◆ 原文
■ ■ ■ ■ ■
説明

無電解ニッケルめっき方法及び鉄鋼部材

【解決手段】鉄鋼材料表面に、水溶性ニッケル塩と、還元剤と、錯化剤としてNiに対する錯形成定数よりFeに対する錯形成定数が小さい錯化剤とを含有する無電解ニッケルめっき浴にて無電解ニッケルめっきする無電解ニッケルめっき方法。
【効果】本発明によれば、鉄鋼材料表面に、耐食性、耐摩耗性及び疲労強度の良好な無電解ニッケルめっき皮膜を形成することができ、チェーンブロック等に用いられるリンクチェーンなどの鉄鋼部材の表面に良好な耐食性、耐摩耗性及び疲労強度を与えることができる。

【発明の詳細な説明】
【技術分野】
【0001】
本発明は、鉄鋼材料表面に、耐食性、耐摩耗性及び疲労強度の良好な無電解ニッケルめっき皮膜を形成する無電解ニッケルめっき方法、及び表面に無電解ニッケルめっき皮膜を形成した鉄鋼部材に関する。
【背景技術】
【0002】
手動チェーンブロックや電動チェーンブロック等の揚重機、吊り具、コンベヤ等に使用されるリンクチェーンには耐食性向上のため亜鉛めっきが用いられることが多い。しかし、亜鉛めっき皮膜の場合、摺動部材(部分)においては、皮膜硬さが低く耐摩耗性が悪いという欠点を有している。
■ ■ ■ ■ ■
◆ 演習の記録
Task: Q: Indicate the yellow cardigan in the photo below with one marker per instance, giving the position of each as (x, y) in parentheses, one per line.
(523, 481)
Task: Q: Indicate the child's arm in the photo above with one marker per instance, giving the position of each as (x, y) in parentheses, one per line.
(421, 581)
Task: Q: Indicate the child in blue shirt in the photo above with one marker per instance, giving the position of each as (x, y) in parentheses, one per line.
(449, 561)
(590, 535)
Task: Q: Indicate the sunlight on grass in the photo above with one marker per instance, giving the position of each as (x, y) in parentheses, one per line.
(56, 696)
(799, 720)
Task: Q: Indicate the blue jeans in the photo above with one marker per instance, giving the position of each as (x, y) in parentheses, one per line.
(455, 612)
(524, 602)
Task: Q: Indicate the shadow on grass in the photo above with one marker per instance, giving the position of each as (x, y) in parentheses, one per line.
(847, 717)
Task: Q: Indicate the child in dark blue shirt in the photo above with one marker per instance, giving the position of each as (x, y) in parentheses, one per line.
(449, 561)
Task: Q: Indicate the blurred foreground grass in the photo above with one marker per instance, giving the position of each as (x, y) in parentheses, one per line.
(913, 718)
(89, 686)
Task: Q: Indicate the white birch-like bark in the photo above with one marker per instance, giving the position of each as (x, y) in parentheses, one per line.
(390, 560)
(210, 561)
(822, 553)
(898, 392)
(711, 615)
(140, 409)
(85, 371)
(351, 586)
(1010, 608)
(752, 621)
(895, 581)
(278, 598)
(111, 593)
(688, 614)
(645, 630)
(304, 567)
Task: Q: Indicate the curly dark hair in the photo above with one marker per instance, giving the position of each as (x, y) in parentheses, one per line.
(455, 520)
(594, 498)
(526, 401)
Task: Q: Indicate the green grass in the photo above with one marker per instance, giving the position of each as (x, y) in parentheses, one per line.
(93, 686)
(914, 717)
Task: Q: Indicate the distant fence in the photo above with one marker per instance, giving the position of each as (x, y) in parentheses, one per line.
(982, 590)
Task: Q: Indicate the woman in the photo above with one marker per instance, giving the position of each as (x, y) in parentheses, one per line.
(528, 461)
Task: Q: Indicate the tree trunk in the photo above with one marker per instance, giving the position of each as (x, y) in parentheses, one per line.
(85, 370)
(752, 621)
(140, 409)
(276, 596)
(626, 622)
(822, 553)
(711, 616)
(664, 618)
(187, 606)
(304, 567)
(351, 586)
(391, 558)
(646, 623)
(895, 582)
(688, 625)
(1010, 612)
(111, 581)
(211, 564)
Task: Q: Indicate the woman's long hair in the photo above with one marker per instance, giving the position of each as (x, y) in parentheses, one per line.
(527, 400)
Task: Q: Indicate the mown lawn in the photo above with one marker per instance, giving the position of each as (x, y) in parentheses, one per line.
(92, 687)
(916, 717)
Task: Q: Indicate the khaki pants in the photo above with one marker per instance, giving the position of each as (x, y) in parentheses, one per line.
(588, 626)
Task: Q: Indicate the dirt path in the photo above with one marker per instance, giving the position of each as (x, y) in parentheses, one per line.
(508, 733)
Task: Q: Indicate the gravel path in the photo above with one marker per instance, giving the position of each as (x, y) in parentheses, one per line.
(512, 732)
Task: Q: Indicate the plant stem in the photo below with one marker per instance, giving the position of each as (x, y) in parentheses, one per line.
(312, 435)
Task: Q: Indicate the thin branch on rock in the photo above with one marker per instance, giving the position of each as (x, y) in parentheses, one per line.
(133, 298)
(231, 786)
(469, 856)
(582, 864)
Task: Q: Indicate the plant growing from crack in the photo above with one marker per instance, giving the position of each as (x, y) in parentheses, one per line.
■ ■ ■ ■ ■
◆ 必要な作業
**1)** 原文のうち、「無電解ニッケルめっき方法及び鉄鋼部材」から「悪いという欠点を有している。」までを、両端を含めてそのまま抜き出してください。
**2)** 記録の中で「woman」という語を含む行は何行ありますか。数だけを答えてください。

◆ 期待される結果
**1)**
無電解ニッケルめっき方法及び鉄鋼部材

【解決手段】鉄鋼材料表面に、水溶性ニッケル塩と、還元剤と、錯化剤としてNiに対する錯形成定数よりFeに対する錯形成定数が小さい錯化剤とを含有する無電解ニッケルめっき浴にて無電解ニッケルめっきする無電解ニッケルめっき方法。
【効果】本発明によれば、鉄鋼材料表面に、耐食性、耐摩耗性及び疲労強度の良好な無電解ニッケルめっき皮膜を形成することができ、チェーンブロック等に用いられるリンクチェーンなどの鉄鋼部材の表面に良好な耐食性、耐摩耗性及び疲労強度を与えることができる。

【発明の詳細な説明】
【技術分野】
【0001】
本発明は、鉄鋼材料表面に、耐食性、耐摩耗性及び疲労強度の良好な無電解ニッケルめっき皮膜を形成する無電解ニッケルめっき方法、及び表面に無電解ニッケルめっき皮膜を形成した鉄鋼部材に関する。
【背景技術】
【0002】
手動チェーンブロックや電動チェーンブロック等の揚重機、吊り具、コンベヤ等に使用されるリンクチェーンには耐食性向上のため亜鉛めっきが用いられることが多い。しかし、亜鉛めっき皮膜の場合、摺動部材(部分)においては、皮膜硬さが低く耐摩耗性が悪いという欠点を有している。

**2)** 2